# Text
● ● ●
M Yusuf Buch, a Pakistani expert involved in the Kashmir dispute right from the start has dubbed his country's stand as "unsound" stressing that these resolutions have "no importance at all."
3 June 2000
http://www.angelfire.com/in/jalnews/03061.html
From Jal Khambata
NEW DELHI: In a stunning blow to Pakistan always relying on the two UN Security Council resolutions on plebiscite in Kashmir as the bedrock of its case, a Pakistani expert involved in the Kashmir dispute right from the start has dubbed his country's stand as "unsound" stressing that these resolutions have "no importance at all."
The expert is 74-year old M Yusuf Buch, whose opinion gains an immediate relevance in the context of Pakistan angrily reacting to External Affairs Minister Jaswant Singh's assertion in a CNN interview on May 31 that the UN resolutions required Pakistan to withdraw all its troops from Jammu and Kashmir for other "necessary actions" to follow.
The News, an independent English daily of Pakistan, says: "For those who may not know or may have forgotten, there is no greater authority on Kashmir than M Yusuf Buch who has been involved in it from the very start. Since 1953, barring the five years that he was in Pakistan as Zulfiqar Ali Bhotto's special assistant, he has been at the UN. Every major speech made on Kashmir from the '50s through the '70s (from Pakistan side) has had an input by Buch, if not entirely his work. His knowledge of Kashmir at the UN is encyclopaedic and his insights original. It is, therefore, important to know what his thoughts on Kashmir today are. Buch is just 24 years older than the Kashmir dispute."
Buch was asked where do the Security Council resolutions on Kashmir stand today? His reply:
"The UN Security Council resolutions have no importance at all. To date, the counsil has accepted 1,100 resolutions, out of which only two are important, both passed under Chapter 7, while Kashmir and the rest of the 1,100 were passed under Chapter 6 which does not oblige the council to take action."
When reminded that Pakistan's entire stand consists of the Security Council resolutions being implemented, Buch remarked: "This demand is unsound. When we make this demand, we are told that the Security Council has passed 1,100 resolutions. What is so special about those involving Kashmir. ...As for the resolutions, they are no more than non-binding recommendations."
Buch was referring to the two Security Council resolutions passed under Chapter 7 of the UN charter, resulting in the UN's intervention in case of the liberation of the island of East Timor from Indonesia and in another dispute between Yugoslavia and Italy settled in favour of Italy through a referendum.
He went on to explain: "The real thing is not these (Kashmir) resolutions but the international agreement which formed the basis of these resolutions. Not all Security Council resolutions were passed with the consent of the contending parties. The resolutions on Kashmir were passed with the consent of India and Pakistan and thus they are in the nature of an international agreement."
Pakistan's Foreign Office has dug out a report submitted to the UN Security Council by Sir Owen Dixon, the UN representative for India and Pakistan on September 15, 1950 to assert that it were India and not Pakistan that had derailed the UN resolutions for solution to the Kashmir dispute.
The Dixon report had concluded: "In the end, I became convinced that India's agreement would never be obtained to demilitarization in any form or to provisions governing the period of plebiscite of any such character as would, in my opinion, permit the plebiscite being conducted in conditions sufficiently guarding against intimidation and other forms of influence and abuse by which the freedom and fairness of the plebiscite might be imperilled."
● ● ●
# Exercise details
From the Kashmir article, copy word for word the part that starts with the words containing "When reminded that" and ends with "through a referendum.".

# Dataset extract
● ● ●
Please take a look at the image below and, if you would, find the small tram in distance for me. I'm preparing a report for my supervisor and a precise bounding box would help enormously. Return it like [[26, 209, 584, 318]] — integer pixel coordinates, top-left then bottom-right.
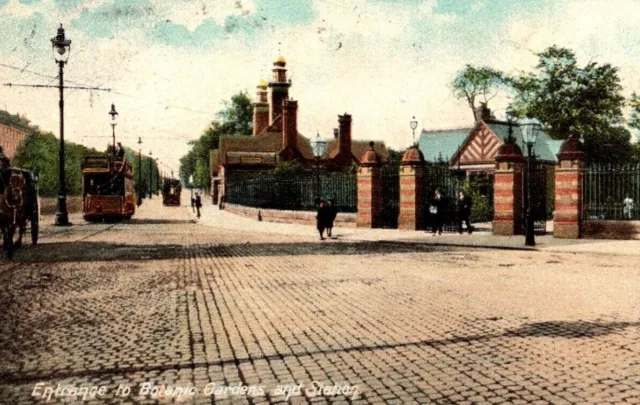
[[162, 179, 182, 206], [82, 155, 136, 221]]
● ● ●
# Completed exercise
When reminded that Pakistan's entire stand consists of the Security Council resolutions being implemented, Buch remarked: "This demand is unsound. When we make this demand, we are told that the Security Council has passed 1,100 resolutions. What is so special about those involving Kashmir. ...As for the resolutions, they are no more than non-binding recommendations."
Buch was referring to the two Security Council resolutions passed under Chapter 7 of the UN charter, resulting in the UN's intervention in case of the liberation of the island of East Timor from Indonesia and in another dispute between Yugoslavia and Italy settled in favour of Italy through a referendum.